### Ketentuan Tugas
Tolong lanjutkan tulisan tentang madrasah diniyah di bawah ini, dimulai tepat setelah kalimat terakhirnya.

Dalam kesempatan ini saya akan menulis tentang madrasah diniyah di tengah keterbatasannya. Madrasah diniyah merupakan lembaga pendidikan agama Islam non formal yang telah nyata memiliki kontribusi besar: madrasah diniyah.
Ia mungkin tidak menonjol dalam struktur pendidikan nasional, tetapi perannya sangat vital dalam menanamkan akidah, membentuk akhlak, dan menjaga tradisi keilmuan Islam sejak usia dini. Madrasah diniyah hadir sebagai benteng akidah, moral dan spiritual anak bangsa.
Namun di balik kemuliaan perannya, Madrasah Diniyah setiap hari menghadapi tantangan yang tidak ringan—baik dari sisi internal maupun eksternal. Lembaga ini berdiri di atas fondasi keikhlasan, namun harus berjalan dalam kondisi serba terbatas: minim tenaga pendidik profesional, dukungan dana yang tidak memadai, serta manajemen kelembagaan yang belum kuat secara sistemik.
Ketika dunia pendidikan semakin dituntut untuk adaptif, terukur, dan profesional, Madrasah Diniyah justru harus bertahan dengan sarana seadanya dan perjuangan yang nyaris sendirian.
Pertanyaannya, sampai kapan lembaga sepenting ini dibiarkan berjalan sendiri tanpa dukungan yang memadai? Tidakkah sudah waktunya kita menempatkan Madrasah Diniyah sebagai bagian dari arus utama pembangunan pendidikan Islam di Indonesia?
Selain menjalankan fungsi pendidikan agama, Madrasah Diniyah juga berperan sebagai ruang sosial dan kultural umat Islam. Di banyak daerah, madin menjadi pusat kegiatan masyarakat, mulai dari pengajian, pembinaan anak-anak, hingga pendidikan literasi Al-Qur’an.

### Data yang Diberikan
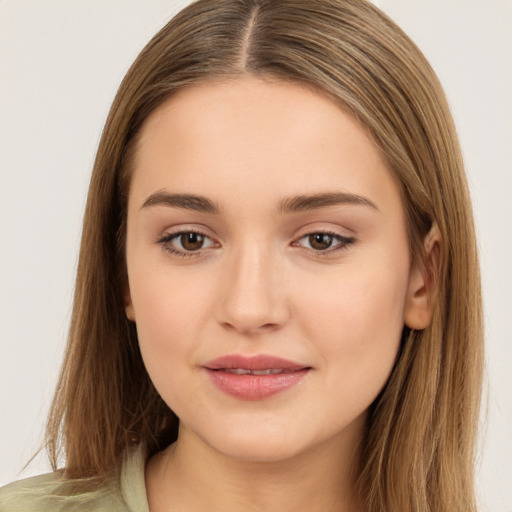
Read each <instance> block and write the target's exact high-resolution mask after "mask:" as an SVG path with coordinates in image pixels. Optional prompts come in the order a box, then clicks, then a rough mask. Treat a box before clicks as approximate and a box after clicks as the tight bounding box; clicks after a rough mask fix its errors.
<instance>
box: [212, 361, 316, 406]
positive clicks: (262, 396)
mask: <svg viewBox="0 0 512 512" xmlns="http://www.w3.org/2000/svg"><path fill="white" fill-rule="evenodd" d="M206 372H207V373H208V376H209V377H210V379H211V381H212V382H213V384H214V385H215V386H217V388H218V389H220V390H221V391H223V392H224V393H226V394H228V395H231V396H234V397H235V398H238V399H240V400H263V399H265V398H268V397H270V396H272V395H276V394H277V393H281V392H282V391H285V390H287V389H289V388H291V387H293V386H295V385H296V384H298V383H299V382H300V381H301V380H302V379H303V378H304V377H305V376H306V374H307V373H308V372H309V368H304V369H302V370H295V371H293V372H288V373H278V374H275V375H252V374H247V375H237V374H236V373H228V372H225V371H222V370H209V369H206Z"/></svg>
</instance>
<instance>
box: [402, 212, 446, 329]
mask: <svg viewBox="0 0 512 512" xmlns="http://www.w3.org/2000/svg"><path fill="white" fill-rule="evenodd" d="M440 244H441V233H440V232H439V228H438V226H437V224H436V223H435V222H434V223H433V225H432V228H431V229H430V231H429V232H428V234H427V236H426V237H425V240H424V251H425V252H424V254H425V259H424V261H425V265H419V264H418V263H415V264H414V265H413V267H411V271H410V275H409V288H408V291H407V300H406V303H405V311H404V322H405V325H407V327H409V328H410V329H415V330H421V329H425V328H426V327H428V326H429V325H430V322H431V320H432V315H433V312H434V298H435V297H434V296H435V293H436V289H437V286H438V283H437V275H438V272H437V270H438V268H439V247H440Z"/></svg>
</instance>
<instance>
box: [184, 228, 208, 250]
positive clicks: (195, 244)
mask: <svg viewBox="0 0 512 512" xmlns="http://www.w3.org/2000/svg"><path fill="white" fill-rule="evenodd" d="M204 239H205V237H204V236H203V235H201V234H199V233H193V232H191V233H182V234H181V235H180V238H179V241H180V243H181V246H182V247H183V249H185V250H186V251H198V250H199V249H202V248H203V245H204Z"/></svg>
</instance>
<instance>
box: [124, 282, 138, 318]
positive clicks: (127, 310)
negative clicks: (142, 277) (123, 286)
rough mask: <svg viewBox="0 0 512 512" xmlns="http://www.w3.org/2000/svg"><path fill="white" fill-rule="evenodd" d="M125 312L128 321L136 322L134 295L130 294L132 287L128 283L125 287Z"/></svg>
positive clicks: (124, 300) (124, 295)
mask: <svg viewBox="0 0 512 512" xmlns="http://www.w3.org/2000/svg"><path fill="white" fill-rule="evenodd" d="M123 295H124V311H125V313H126V318H128V320H131V321H132V322H135V309H134V307H133V302H132V294H131V292H130V285H129V284H128V281H127V282H126V285H125V287H124V294H123Z"/></svg>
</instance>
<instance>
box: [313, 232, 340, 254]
mask: <svg viewBox="0 0 512 512" xmlns="http://www.w3.org/2000/svg"><path fill="white" fill-rule="evenodd" d="M333 241H334V237H333V236H332V235H329V234H328V233H311V235H309V236H308V242H309V245H310V247H311V248H312V249H315V251H325V250H326V249H330V248H331V246H332V244H333Z"/></svg>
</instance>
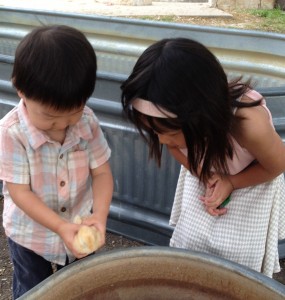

### Hasil yang Diharapkan
Menurut data Satu Data Kemenag, hingga 2023 terdapat lebih dari 29.200 Madrasah Diniyah Takmiliyah (MDT) tersebar di seluruh provinsi di Indonesia (satudata.kemenag.go.id). Ini membuktikan bahwa Madrasah Diniyah bukan lembaga kecil—ia mengelola sumber daya umat dalam jumlah yang sangat besar.
Namun, meskipun kontribusinya nyata, dukungan negara terhadap Madrasah Diniyah masih bersifat sektoral dan tidak merata. Insentif guru madin dan dana operasional madrasah hanya diberikan di beberapa provinsi seperti Jawa Timur dan Jawa Tengah, sementara daerah-daerah lain masih banyak yang mengandalkan swadaya murni masyarakat.
Oleh karena itu, kontribusi nyata yang telah dihasilkan oleh Madrasah Diniyah sudah sepantasnya dan sudah waktunya semua pihak—pemerintah, ormas Islam, tokoh masyarakat, dan dunia usaha—untuk melihat Madrasah Diniyah bukan sekadar warisan tradisi, tetapi sebagai lembaga strategis pembangun peradaban bangsa.
SDM: Ketika Keikhlasan Tak Cukup
Sebagian besar guru Madrasah Diniyah adalah para pejuang sejati—mereka mengajar tanpa gaji tetap, tanpa jaminan sosial, dan tanpa fasilitas memadai. Dalam banyak kasus, bahkan mereka harus membawa kapur tulis, spidol, atau fotokopi pelajaran dengan dana pribadi. Ini tentu sangat mulia. Namun dalam jangka panjang, tanpa insentif yang layak dan kepastian penghidupan, regenerasi guru Madin akan menjadi masalah serius.
Kondisi ini tercermin dalam berbagai laporan daerah. Di Kabupaten Blora, Jawa Tengah guru madrasah diniyah pada tahun 2025 menerima insentif sebesar Rp1,5 juta per tahun, dan itu pun bergantung pada ketersediaan anggaran daerah (beritajateng.id, 2025). Angka ini tidak sebanding dengan beban dan tanggung jawab yang mereka pikul sebagai penanam akidah dan akhlak ribuan santri. Bahkan yang lebih miris lagi, ketika insentif semacam itu belum tersedia, guru madin hanya dapat bergantung pada iuran wali santri, atau bahkan tidak menerima honor sama sekali.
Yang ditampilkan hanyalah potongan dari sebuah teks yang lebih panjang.